### REQUIREMENT
Please copy every one of the records below line for line, changing nothing.

### RECORDS
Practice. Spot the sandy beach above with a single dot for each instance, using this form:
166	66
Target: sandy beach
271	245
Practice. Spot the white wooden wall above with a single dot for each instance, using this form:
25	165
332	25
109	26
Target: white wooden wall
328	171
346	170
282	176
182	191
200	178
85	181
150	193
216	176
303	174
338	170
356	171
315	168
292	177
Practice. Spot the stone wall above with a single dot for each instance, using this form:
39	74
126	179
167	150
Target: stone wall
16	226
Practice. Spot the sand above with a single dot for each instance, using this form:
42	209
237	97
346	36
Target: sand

### SOLUTION TO THE PROBLEM
Practice. Spot the sandy beach above with a single dot for each instance, using this form:
166	66
Target: sandy beach
271	245
Practice. Spot the white wooden wall above with a single dot for each instance, using this form:
25	165
332	25
109	26
Target: white wooden wall
328	171
346	170
282	176
182	191
200	178
85	181
150	193
216	176
303	174
338	170
356	171
315	168
292	177
Practice. Spot the stone wall above with a single dot for each instance, using this form:
39	74
126	179
167	150
Target: stone wall
16	226
Practice. Spot the sand above with a single dot for each instance, using this form:
42	209
237	97
346	36
Target: sand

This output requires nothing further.